== EXCERPTED TEXT ==
┌──

The Language Rewrite Question: When Migration Actually Pays Off — and When It Doesn’t

Eleftheria DrosopoulouMarch 25th, 2026Last Updated: March 26th, 2026

0 140 12 minutes read

Discord, Figma, Shopify, and Dropbox all documented their rewrites with real outcomes. There is now enough evidence to build a serious decision framework — and to name when a rewrite is an expensive engineering vanity project.

1. The Question That Never Goes Away

Every few years, a team hits a wall with their current stack and someone in the room says the words: “We should just rewrite this in something better.” What follows is usually either one of the best engineering decisions the team ever makes — or a year of missed features and a codebase that somehow ends up with the same problems in a different language.

The frustrating reality is that both outcomes are well-documented and both happen for reasons that were, in retrospect, entirely predictable. Joel Spolsky’s 2000 essay argued that rewriting from scratch is “the single worst strategic mistake that any software company can make,” citing Netscape’s three-year disappearing act while competitors ate their market share. That argument holds real weight and still gets cited in architecture discussions today. But it also predates a generation of carefully documented, scoped, metrics-driven rewrites that succeeded precisely because they did not follow the pattern Spolsky was warning about.

In 2026, there are enough public post-mortems with real numbers to move beyond anecdote. Discord published latency charts with microsecond-level before-and-after comparisons. Figma documented both the wins and the rough edges from their TypeScript-to-Rust migration. Shopify built a YJIT compiler rather than migrate away from Ruby — and used it to handle 489 million requests per minute on Black Friday 2025. The evidence is there. What has been missing is a clear framework for interpreting it. This article is that framework.

2. Four Case Studies with Real Outcomes

Table 1 — Four Case Studies with Real Outcomes

Company	Migration	Headline result	Primary motivation	Scope	Outcome
Discord	Go → Rust · 2019	~0 msGC pauses eliminated. Avg latency moved from milliseconds to microseconds. Rust beat Go on every metric after profiling.	GC pauses every 2 min for users with 1,000+ servers — no in-language fix possible	Read States service only — one bounded component	Clear ROI
Figma	TypeScript → Rust · 2018	10×Multiplayer server performance. Single-threaded Node.js was blocking the event loop on large documents.	Node.js single-threaded runtime — structural constraint, not fixable in-language	Multiplayer hot path only — initial plan to rewrite whole server was dropped	Clear ROI
Shopify	Ruby — stayed · 2023–25	489MRequests/min on Black Friday 2025. Invested in YJIT (Rust-backed Ruby JIT) and pod architecture instead of migrating.	Scaling pressure — chose to invest in current stack rather than migrate away from Rails	No migration — architecture and tooling investment instead	Counter-case
Dropbox	Python → Rust · 2019	“Best””Betting on Rust was one of the best decisions we made” — correctness and concurrency as primary wins, not just speed.	Correctness: encoding invariants in the type system that Python’s dynamic types could not enforce	File sync engine — bounded with clear interfaces	Clear ROI

3. Discord: Go → Rust — The Clean Success

The Discord rewrite is the most-cited successful language migration in recent engineering history, and it deserves that status — primarily because the problem definition was unusually precise before a single line of Rust was written.

└──

== DATASET EXTRACT ==
┌──

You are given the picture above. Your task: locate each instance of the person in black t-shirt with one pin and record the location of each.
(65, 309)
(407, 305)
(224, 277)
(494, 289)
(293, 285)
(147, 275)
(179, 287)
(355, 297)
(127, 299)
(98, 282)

└──
┌──

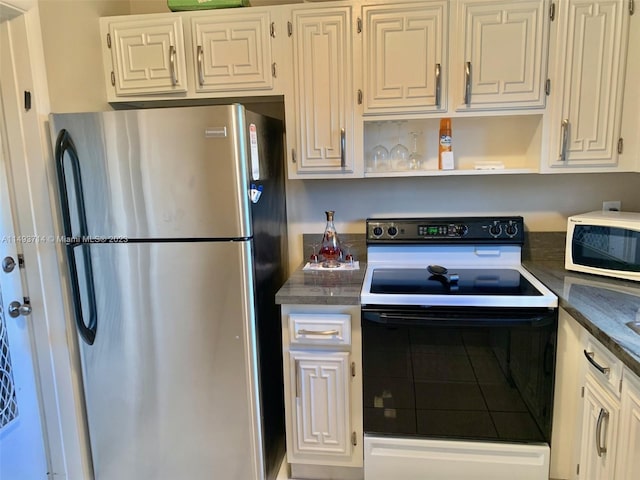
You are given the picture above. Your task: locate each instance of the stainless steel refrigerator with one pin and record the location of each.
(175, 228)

└──

== GIVEN PROBLEM 1 ==
In the article on language rewrites, how many requests per minute did Shopify handle on Black Friday 2025?
== GIVEN PROBLEM 2 ==
Copy everything in the article on language rewrites from "1. The Question" down to "a different language.", replacing "wall" with "limit".
== GIVEN PROBLEM 3 ==
Write the next part of the article on language rewrites, picking up after its last sentence.

== WRITTEN REPLY 1 ==
489 million requests per minute.

== WRITTEN REPLY 2 ==
1. The Question That Never Goes Away

Every few years, a team hits a limit with their current stack and someone in the room says the words: “We should just rewrite this in something better.” What follows is usually either one of the best engineering decisions the team ever makes — or a year of missed features and a codebase that somehow ends up with the same problems in a different language.

== WRITTEN REPLY 3 ==
Discord’s Read States service — which tracks which messages each user has read across all their servers — was written in Go. As Discord documented in their own blog post, the problem was specific: Go’s garbage collector needed to scan the entire LRU cache to determine which memory could be freed. As the service scaled to millions of concurrent users with larger and larger caches, this produced GC pauses of 10–50 milliseconds every two minutes. For most users, invisible. For power users with thousands of servers, a perceptible and recurring latency spike.

Crucially, the Go team had already exhausted in-language solutions. They had tuned GC settings extensively. They could not go further without either changing the problem or changing the language. The result of the Rust rewrite was unambiguous: average response time moved from milliseconds to microseconds. GC pauses were eliminated entirely — Rust has no GC. CPU and memory usage both improved. And the initial Rust port, written with only basic optimisation effort, already outperformed the hyper-tuned Go version. After further profiling, it beat Go on every single metric.

This case illustrates three conditions that, when present together, make a rewrite compelling: a quantified, specific bottleneck; evidence that the current language cannot solve it within its own paradigm; and a scoped component small enough to rewrite in weeks rather than months.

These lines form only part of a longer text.